Exercise brief: The answer is to be all of the data below, reproduced exactly.

[Data for analysis — start]

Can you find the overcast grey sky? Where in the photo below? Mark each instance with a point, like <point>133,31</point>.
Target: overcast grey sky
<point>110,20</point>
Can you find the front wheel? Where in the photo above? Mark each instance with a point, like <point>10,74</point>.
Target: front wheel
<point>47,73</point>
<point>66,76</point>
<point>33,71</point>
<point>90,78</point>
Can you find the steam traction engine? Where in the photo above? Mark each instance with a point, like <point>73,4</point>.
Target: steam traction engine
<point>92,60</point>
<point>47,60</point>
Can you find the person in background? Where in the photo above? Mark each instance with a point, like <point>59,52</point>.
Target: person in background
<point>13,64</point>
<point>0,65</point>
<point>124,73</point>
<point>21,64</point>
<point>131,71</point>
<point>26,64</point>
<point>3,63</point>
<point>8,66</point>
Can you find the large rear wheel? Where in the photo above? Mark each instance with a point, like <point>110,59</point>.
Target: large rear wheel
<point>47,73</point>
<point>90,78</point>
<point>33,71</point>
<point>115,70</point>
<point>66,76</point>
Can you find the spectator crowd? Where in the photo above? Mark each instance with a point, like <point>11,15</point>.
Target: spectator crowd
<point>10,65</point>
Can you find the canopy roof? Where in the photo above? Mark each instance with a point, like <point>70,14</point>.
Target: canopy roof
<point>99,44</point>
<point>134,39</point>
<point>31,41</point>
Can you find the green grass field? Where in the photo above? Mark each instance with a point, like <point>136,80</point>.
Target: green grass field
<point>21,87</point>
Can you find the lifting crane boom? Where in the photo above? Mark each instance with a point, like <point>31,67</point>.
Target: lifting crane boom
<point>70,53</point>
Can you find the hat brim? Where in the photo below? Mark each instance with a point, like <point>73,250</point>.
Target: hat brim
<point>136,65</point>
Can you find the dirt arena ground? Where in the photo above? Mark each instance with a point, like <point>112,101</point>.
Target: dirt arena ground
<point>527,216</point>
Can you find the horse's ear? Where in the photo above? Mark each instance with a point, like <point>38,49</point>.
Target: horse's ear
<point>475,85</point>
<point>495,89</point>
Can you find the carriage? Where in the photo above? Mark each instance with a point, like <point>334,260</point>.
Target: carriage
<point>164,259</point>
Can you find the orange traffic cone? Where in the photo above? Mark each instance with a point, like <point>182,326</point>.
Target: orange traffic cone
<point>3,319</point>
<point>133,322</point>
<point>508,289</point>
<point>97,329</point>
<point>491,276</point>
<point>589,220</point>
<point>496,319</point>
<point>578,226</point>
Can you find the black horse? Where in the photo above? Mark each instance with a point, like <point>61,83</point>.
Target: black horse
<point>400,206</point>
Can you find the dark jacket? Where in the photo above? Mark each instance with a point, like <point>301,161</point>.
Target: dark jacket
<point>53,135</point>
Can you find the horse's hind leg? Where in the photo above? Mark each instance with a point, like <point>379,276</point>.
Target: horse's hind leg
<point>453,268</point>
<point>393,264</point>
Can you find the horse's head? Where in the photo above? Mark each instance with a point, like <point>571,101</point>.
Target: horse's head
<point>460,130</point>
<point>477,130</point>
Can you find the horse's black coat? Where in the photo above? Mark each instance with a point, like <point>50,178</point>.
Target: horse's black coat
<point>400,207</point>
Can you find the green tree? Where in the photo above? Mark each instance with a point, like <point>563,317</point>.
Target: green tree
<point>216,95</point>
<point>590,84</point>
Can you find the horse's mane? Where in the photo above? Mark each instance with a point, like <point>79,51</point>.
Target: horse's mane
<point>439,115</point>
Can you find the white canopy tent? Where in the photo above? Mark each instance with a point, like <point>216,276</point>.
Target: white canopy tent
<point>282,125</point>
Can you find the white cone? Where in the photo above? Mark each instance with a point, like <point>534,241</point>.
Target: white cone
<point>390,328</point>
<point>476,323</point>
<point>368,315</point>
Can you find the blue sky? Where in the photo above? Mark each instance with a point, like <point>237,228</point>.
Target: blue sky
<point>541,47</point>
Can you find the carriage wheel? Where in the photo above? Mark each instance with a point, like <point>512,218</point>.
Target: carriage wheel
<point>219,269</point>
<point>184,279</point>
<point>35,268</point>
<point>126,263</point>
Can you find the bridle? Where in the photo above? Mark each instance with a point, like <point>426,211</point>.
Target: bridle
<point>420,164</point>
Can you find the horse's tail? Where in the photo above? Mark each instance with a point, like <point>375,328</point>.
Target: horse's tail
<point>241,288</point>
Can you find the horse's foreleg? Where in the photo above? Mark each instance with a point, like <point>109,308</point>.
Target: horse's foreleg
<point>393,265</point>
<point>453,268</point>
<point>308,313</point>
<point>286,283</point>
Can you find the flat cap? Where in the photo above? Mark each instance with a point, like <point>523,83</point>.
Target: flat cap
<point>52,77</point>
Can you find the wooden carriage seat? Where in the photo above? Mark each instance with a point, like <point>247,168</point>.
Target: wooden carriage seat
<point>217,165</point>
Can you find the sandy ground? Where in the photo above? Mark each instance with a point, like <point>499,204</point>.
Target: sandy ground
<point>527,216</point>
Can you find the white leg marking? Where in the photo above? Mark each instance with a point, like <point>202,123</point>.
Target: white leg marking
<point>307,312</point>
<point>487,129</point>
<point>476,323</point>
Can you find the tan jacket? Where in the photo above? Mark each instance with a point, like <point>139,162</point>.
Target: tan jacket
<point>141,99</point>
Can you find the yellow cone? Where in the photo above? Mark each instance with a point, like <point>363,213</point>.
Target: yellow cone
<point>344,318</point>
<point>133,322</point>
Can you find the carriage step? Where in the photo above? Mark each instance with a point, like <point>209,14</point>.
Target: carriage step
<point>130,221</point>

[Data for analysis — finish]

Final answer:
Can you find the overcast grey sky? Where in the photo below? Mark each instance with a point, like <point>133,31</point>.
Target: overcast grey sky
<point>110,20</point>
Can you find the front wheel? Where in the photo above? Mark each instance with a point, like <point>10,74</point>.
Target: front wheel
<point>47,73</point>
<point>66,76</point>
<point>33,71</point>
<point>90,78</point>
Can you find the steam traction engine? Where in the photo above? Mark each instance with a point, like <point>73,4</point>.
Target: steam traction engine
<point>92,60</point>
<point>47,60</point>
Can you find the person in background? Where in the photo above? Mark each instance with a point, like <point>59,52</point>.
Target: person in background
<point>13,64</point>
<point>0,65</point>
<point>124,73</point>
<point>21,64</point>
<point>131,71</point>
<point>26,64</point>
<point>3,63</point>
<point>8,66</point>
Can you find the large rear wheel? Where in the photo above? Mark each instance with a point, like <point>110,59</point>.
Target: large rear wheel
<point>47,73</point>
<point>90,78</point>
<point>33,71</point>
<point>115,70</point>
<point>66,76</point>
Can you find the spectator crowd? Where in the photo above? Mark each instance with a point, like <point>11,15</point>.
Target: spectator crowd
<point>10,65</point>
Can you find the canopy roof? Where in the photo above? Mark each instance with a point, like <point>70,14</point>.
Target: canopy roof
<point>99,44</point>
<point>134,39</point>
<point>31,41</point>
Can you find the green grass field? Where in the photo above? Mark each instance with a point, like <point>136,80</point>.
Target: green grass field
<point>21,87</point>
Can you find the lifting crane boom? Where in the photo above? Mark each instance with a point, like <point>31,67</point>.
Target: lifting crane boom
<point>70,53</point>
Can you find the hat brim? Where in the photo below? Mark each instance with a point, like <point>73,250</point>.
Target: hat brim
<point>136,65</point>
Can you find the dirt arena ground? Where in the photo above? Mark each instance with a point, like <point>112,101</point>.
Target: dirt arena ground
<point>527,216</point>
Can you find the horse's ear? Where in the photo above? Mark each instance with a point, like <point>38,49</point>.
Target: horse's ear
<point>475,85</point>
<point>495,89</point>
Can you find the carriage? Where in the photo above? Mark each instance with a point, like <point>334,260</point>.
Target: carriage
<point>164,259</point>
Can you find the orange traffic cone? Where in the photo above? Mark each instance with a point, like <point>182,326</point>.
Target: orange traffic cone
<point>3,319</point>
<point>133,322</point>
<point>508,289</point>
<point>97,329</point>
<point>491,276</point>
<point>589,220</point>
<point>496,319</point>
<point>578,226</point>
Can you find the black horse? Where in the photo above? Mark each instance with a point, like <point>61,83</point>.
Target: black horse
<point>400,206</point>
Can you find the dark jacket? Where in the photo above? Mark each instance with a point, like <point>301,161</point>.
Target: dark jacket
<point>53,135</point>
Can you find the horse's hind leg? Where in the photo above? Mark each instance with a point, like <point>379,276</point>.
Target: horse's hind leg
<point>453,268</point>
<point>393,264</point>
Can you find the horse's head? Where in the photo above? Mark each instance with a point, like <point>571,101</point>.
Target: horse's head
<point>460,130</point>
<point>477,130</point>
Can you find the horse's black coat? Where in the photo above? Mark each instance with a point, like <point>50,178</point>.
Target: horse's black coat
<point>400,207</point>
Can you find the green tree? Where in the photo above? Mark each instance with a point, like <point>563,317</point>.
Target: green tree
<point>216,95</point>
<point>590,84</point>
Can you find the horse's mane? Where in the photo above? Mark each instance with a point, like <point>79,51</point>.
Target: horse's mane
<point>439,115</point>
Can you find the white canopy tent? Where in the photo above? Mark each instance with a point, like <point>216,276</point>.
Target: white canopy tent
<point>282,125</point>
Can you find the white cone? Where in the photo above? Mark each instance with a point, like <point>534,241</point>.
Target: white cone
<point>390,328</point>
<point>476,323</point>
<point>368,315</point>
Can you find the blue sky? Where in the photo above? Mark each instance with a point, like <point>237,228</point>.
Target: blue sky
<point>541,47</point>
Can you find the carriage wheel? Where in the photo above? Mark each instance with a point, like <point>512,218</point>.
Target: carriage wheel
<point>219,269</point>
<point>184,279</point>
<point>35,268</point>
<point>126,263</point>
Can you find the bridle? Where in the photo above? Mark each instance with a point, like <point>426,211</point>.
Target: bridle
<point>420,164</point>
Can you find the horse's tail? Where in the photo above? Mark each instance with a point, like <point>375,328</point>.
Target: horse's tail
<point>241,288</point>
Can you find the horse's foreleg? Where in the photo above? Mark each instance with a point, like <point>109,308</point>.
Target: horse's foreleg
<point>393,265</point>
<point>453,268</point>
<point>308,313</point>
<point>286,283</point>
Can you find the flat cap? Where in the photo above? Mark each instance with a point, like <point>523,83</point>.
Target: flat cap
<point>52,77</point>
Can you find the wooden carriage seat? Where in the photo above? Mark each instance with a point, like <point>247,168</point>.
Target: wooden carriage seat
<point>217,165</point>
Can you find the sandy ground? Where in the photo above? Mark each instance with a point, like <point>499,204</point>.
Target: sandy ground
<point>527,216</point>
Can you find the white leg marking? Where in the photo above? Mark each instance with a point, like <point>202,123</point>.
Target: white leg marking
<point>307,312</point>
<point>487,129</point>
<point>476,323</point>
Can you find the tan jacket? Where in the photo above? Mark each instance with a point, like <point>139,162</point>.
Target: tan jacket
<point>141,99</point>
Can you find the yellow cone? Where in the photo above? Mark each instance with a point, like <point>363,213</point>.
Target: yellow cone
<point>344,318</point>
<point>133,322</point>
Can you find the carriage step? Where in the photo above? Mark each instance with a point, like <point>209,14</point>.
Target: carriage step
<point>130,221</point>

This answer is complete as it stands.